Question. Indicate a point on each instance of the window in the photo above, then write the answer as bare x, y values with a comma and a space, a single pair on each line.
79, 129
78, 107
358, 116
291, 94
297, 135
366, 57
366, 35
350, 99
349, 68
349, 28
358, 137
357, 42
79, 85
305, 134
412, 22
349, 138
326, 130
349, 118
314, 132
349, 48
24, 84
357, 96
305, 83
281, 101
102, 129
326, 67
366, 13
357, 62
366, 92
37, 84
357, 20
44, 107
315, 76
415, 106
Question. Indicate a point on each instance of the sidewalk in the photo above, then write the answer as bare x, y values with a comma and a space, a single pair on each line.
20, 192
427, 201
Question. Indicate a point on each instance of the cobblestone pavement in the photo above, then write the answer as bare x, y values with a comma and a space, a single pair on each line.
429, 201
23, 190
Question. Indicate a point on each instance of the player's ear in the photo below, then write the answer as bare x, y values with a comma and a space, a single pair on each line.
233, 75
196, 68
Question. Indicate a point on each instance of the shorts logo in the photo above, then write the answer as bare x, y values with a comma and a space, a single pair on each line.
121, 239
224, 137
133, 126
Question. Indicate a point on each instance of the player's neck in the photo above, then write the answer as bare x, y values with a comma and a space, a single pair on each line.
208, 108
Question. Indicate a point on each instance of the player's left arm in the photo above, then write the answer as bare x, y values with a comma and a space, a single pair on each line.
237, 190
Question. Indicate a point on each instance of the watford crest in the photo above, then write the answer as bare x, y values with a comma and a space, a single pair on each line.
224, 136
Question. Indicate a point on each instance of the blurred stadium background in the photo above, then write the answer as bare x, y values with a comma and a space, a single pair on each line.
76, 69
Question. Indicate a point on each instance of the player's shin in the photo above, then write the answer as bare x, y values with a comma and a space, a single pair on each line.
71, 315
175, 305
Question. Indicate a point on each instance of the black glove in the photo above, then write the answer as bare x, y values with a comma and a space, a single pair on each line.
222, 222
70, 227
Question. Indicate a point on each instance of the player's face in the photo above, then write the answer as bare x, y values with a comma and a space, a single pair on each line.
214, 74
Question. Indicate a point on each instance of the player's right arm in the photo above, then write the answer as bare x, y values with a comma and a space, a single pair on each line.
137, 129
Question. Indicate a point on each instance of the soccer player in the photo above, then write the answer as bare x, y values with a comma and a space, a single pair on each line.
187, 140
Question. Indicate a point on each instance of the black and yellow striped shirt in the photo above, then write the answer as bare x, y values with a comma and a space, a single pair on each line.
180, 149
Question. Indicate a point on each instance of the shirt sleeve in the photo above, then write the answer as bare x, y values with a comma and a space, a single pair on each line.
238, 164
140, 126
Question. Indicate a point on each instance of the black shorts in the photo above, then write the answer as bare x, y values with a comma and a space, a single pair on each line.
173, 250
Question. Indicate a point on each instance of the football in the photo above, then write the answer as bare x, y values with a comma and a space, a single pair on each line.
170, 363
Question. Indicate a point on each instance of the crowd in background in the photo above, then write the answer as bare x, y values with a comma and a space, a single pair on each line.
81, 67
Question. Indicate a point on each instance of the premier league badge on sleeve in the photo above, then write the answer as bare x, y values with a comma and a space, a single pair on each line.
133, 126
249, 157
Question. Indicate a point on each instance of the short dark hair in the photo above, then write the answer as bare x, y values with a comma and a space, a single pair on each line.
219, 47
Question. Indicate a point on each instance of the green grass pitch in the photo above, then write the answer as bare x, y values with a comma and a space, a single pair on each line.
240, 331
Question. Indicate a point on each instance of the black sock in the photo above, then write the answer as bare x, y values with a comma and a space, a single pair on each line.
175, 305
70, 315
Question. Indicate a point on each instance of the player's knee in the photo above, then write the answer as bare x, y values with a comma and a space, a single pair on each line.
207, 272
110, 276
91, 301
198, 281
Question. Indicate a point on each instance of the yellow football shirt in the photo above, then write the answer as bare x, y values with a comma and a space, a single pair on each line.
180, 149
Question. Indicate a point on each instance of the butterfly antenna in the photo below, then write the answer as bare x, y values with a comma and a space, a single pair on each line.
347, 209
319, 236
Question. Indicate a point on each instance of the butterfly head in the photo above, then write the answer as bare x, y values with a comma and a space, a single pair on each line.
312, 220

Work to complete: Output the data in full, exactly as it stands.

Answer box:
Question. Indicate a point on each instance of the window in the photo above, then write the answer as bare x, y values with a comma and a space, a single pair on each line.
79, 129
78, 107
358, 116
291, 94
297, 135
366, 57
366, 35
350, 99
349, 68
349, 28
358, 137
357, 42
79, 85
305, 134
412, 22
349, 138
326, 130
349, 118
314, 132
349, 48
24, 84
357, 96
305, 83
281, 101
102, 129
326, 67
366, 13
357, 62
366, 92
37, 84
357, 20
44, 107
315, 76
415, 106
Question. Indicate a point on each instance of the sidewalk in the photo above, then write the answer as bare x, y values with a comma and a space, a single pair on each line.
20, 192
427, 201
Question. Indicate a point on each instance of the cobblestone pavement in the photo above, then write the answer as bare x, y values with a comma and a space, a single pair on each line.
429, 201
23, 190
Question. Indicate a point on each instance of the player's ear in the photo below, then write the answer as bare x, y values with a comma and a space, a single pair on each line.
233, 75
196, 68
Question. Indicate a point on each instance of the shorts logo in the photo above, then write the answer as bare x, y values with a comma and a space, a single pair on each line.
121, 239
224, 137
133, 126
Question. Indicate a point on each instance of the player's neck in the photo above, then write the answer as bare x, y values with a comma and a space, a single pair on each line.
208, 108
Question. Indicate a point on each instance of the player's left arm in the photo above, then write the answer as bare x, y values with a comma and a space, a single pair on each line.
237, 190
Question. Indicate a point on each instance of the watford crest in the photo above, then write the answer as bare x, y values with a comma and a space, a single pair on each line.
224, 136
Question. Indicate a point on each instance of the blurred stadium background in the photo above, then write the answer as bare x, y values with a comma and a space, a single pair on each line.
76, 69
Question. Indicate a point on each instance of the player's shin in the photo above, then write the answer as bare x, y values with a comma and a space, a single pair on each line.
71, 315
175, 305
Question. Indicate a point on each instance of the black glove in the photo above, then write the answer as bare x, y values with a comma and a space, a single pair on each line.
222, 222
70, 227
Question. Indicate a point on each instance of the player's face in the photo above, then write the answer as bare x, y values with a comma and a space, a single pair on each line.
214, 74
Question. Indicate a point on each instance of the player's right arm in the photo above, then write the answer as bare x, y values with a comma and a space, a single pair on each line.
137, 129
Question. Indicate a point on each instance of the soccer player in the photo above, then write the answer as bare x, y values with a comma and a space, a single pair on each line.
187, 140
Question. Indicate a point on each instance of the black and yellow striped shirt in the photo above, then write the answer as bare x, y values with a comma and a space, a single pair on each line.
180, 149
Question. Indicate a point on each instance of the shirt sleeve in the photo above, then write the answer as bare x, y values with a comma and a space, a single pair on each line.
238, 164
140, 126
Question. Indicate a point on each instance of the black shorts in the photo above, then write the answer as bare x, y values with a comma and a space, a single pair on each line.
173, 250
Question. Indicate a point on each instance of the football in the photo above, then write the answer as bare x, y values with a comma and a space, a single pair on each line.
170, 363
Question. Indicate a point on each instance of the crowd in background in the photo above, then write the answer as bare x, y values with a comma and a space, a single pair on each line.
81, 67
Question. Indicate a point on each instance of the premier league badge on sleeve in the photo above, then write the answer as bare x, y values with a comma and a space, a single pair on each line.
133, 126
249, 157
Question. Indicate a point on each instance of the short dark hair in the photo above, then write the answer as bare x, y values with a comma and a space, a single pair on each line.
219, 47
Question. Indicate a point on each instance of the green grass pitch in the photo above, then write the answer as bare x, y values with a comma and a space, a single pair on each line.
240, 331
Question. Indicate a point on each instance of the black sock in the photo above, then write the answer as bare x, y values with a comma and a space, a single pair on each line.
175, 305
70, 315
Question. Indicate a point on each instance of the player's knee in the photo above, then write the answer as bare x, y values with a comma and a space, a single pair on each line.
207, 272
110, 276
91, 301
198, 281
Question. Indicate a point on each instance of the yellow football shirt in the photo above, then write the answer as bare x, y values with a comma and a space, a single pair on each line.
180, 149
Question. Indicate a point on each instance of the butterfly antenna in the photo below, then write the answer as bare x, y values with a comma and a space, a single pair on each line.
347, 209
319, 236
Question. Indicate a point on each instance of the butterfly head in the photo above, then write the answer as bare x, y values with a comma and a space, a single pair on each line.
312, 220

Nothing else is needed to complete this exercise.